**TASK DESCRIPTION**: Emit only the lines from the line containing "Pressing-analysis tagging request: spot the red" through the last line of the entries, unchanged.

PROVIDED ENTRIES Start Marker

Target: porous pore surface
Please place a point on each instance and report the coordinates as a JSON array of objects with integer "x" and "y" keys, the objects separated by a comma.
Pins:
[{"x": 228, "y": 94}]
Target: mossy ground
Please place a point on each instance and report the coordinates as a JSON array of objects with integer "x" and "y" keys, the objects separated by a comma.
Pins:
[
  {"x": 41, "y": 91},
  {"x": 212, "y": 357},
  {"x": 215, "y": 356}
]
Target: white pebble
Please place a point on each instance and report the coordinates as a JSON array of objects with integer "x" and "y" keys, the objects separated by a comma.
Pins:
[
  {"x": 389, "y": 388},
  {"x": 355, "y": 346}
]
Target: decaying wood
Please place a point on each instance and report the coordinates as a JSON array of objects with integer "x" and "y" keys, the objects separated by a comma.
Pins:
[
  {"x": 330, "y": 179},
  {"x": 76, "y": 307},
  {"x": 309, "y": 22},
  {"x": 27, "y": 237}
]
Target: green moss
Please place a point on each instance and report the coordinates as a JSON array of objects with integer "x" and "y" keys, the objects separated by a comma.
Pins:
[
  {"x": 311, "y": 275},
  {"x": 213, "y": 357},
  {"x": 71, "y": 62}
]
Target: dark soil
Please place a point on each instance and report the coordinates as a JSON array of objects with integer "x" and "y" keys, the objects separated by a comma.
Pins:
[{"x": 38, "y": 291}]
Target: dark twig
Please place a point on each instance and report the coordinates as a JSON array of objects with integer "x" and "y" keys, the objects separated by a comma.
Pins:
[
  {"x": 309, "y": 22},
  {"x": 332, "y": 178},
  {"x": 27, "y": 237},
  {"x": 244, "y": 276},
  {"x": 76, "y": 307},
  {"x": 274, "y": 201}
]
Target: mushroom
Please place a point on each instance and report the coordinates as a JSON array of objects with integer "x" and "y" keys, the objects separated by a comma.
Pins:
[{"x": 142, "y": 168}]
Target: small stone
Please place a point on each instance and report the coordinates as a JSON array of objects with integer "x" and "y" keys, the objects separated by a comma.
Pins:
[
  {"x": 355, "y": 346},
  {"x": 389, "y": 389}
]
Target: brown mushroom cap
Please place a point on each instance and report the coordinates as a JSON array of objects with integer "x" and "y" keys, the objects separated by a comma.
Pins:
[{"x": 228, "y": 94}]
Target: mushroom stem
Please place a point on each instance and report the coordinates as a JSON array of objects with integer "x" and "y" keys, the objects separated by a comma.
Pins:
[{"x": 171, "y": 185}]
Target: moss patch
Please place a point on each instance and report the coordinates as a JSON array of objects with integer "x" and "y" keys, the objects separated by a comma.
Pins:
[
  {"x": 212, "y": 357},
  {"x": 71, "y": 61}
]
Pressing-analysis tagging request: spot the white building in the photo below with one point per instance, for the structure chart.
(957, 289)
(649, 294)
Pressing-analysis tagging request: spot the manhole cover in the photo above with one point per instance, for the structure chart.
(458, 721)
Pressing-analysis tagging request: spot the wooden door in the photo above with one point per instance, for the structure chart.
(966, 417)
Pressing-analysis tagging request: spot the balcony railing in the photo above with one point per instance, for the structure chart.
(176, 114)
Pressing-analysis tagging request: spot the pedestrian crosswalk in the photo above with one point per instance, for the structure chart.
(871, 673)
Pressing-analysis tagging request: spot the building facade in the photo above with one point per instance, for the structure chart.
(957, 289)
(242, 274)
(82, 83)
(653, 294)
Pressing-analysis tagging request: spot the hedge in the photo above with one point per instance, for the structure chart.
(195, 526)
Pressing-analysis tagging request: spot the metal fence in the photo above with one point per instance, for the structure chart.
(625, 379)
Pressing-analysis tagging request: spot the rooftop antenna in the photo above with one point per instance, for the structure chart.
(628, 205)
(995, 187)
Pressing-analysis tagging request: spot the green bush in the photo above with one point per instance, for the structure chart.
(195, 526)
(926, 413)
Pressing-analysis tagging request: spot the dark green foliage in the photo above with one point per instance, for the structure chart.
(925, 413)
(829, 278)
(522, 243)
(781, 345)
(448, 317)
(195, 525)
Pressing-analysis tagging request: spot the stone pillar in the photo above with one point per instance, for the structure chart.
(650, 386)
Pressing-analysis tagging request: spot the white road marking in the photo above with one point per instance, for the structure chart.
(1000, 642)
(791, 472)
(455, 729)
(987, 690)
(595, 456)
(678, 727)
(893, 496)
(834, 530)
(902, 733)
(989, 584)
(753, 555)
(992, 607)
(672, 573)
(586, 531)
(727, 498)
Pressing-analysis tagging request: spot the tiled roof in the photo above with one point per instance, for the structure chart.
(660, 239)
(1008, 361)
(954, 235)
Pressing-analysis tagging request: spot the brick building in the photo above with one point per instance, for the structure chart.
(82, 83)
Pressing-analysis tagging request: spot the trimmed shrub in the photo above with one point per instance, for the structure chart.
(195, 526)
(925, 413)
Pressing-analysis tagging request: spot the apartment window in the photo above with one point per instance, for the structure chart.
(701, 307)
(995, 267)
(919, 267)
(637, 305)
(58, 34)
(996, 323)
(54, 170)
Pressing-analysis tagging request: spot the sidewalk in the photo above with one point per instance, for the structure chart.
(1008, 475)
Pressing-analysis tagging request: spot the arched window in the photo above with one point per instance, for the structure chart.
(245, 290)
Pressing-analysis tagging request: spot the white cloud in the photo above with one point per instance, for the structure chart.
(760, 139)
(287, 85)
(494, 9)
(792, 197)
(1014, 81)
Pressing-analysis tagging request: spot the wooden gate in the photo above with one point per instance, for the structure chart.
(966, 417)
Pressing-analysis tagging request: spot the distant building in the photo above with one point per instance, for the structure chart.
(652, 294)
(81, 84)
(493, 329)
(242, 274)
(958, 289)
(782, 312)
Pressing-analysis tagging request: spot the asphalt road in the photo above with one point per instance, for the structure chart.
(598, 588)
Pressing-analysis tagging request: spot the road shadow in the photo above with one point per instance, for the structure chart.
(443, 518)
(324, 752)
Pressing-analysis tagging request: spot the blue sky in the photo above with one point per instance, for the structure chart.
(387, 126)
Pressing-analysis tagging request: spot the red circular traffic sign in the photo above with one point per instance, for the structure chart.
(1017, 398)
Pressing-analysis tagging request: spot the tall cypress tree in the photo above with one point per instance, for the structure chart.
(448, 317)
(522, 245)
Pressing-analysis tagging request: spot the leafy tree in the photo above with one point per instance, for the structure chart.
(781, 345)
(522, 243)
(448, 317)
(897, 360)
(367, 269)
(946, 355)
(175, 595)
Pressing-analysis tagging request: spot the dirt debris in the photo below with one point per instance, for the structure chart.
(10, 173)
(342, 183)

PROVIDED ENTRIES End Marker

**SOLUTION TO THIS TASK**:
Pressing-analysis tagging request: spot the red circular traffic sign in the photo above with one point per instance, for the structure chart.
(1017, 398)
Pressing-analysis tagging request: spot the tall cypress tree in the photo above with one point per instance, for the structure chart.
(448, 317)
(522, 245)
Pressing-analysis tagging request: spot the leafy tree in the photo above with one point per instance, for the structure chart.
(781, 345)
(522, 243)
(448, 317)
(897, 360)
(367, 269)
(946, 355)
(175, 595)
Pressing-analysis tagging request: spot the dirt debris in the photo below with one point per instance, for the structure chart.
(10, 173)
(342, 183)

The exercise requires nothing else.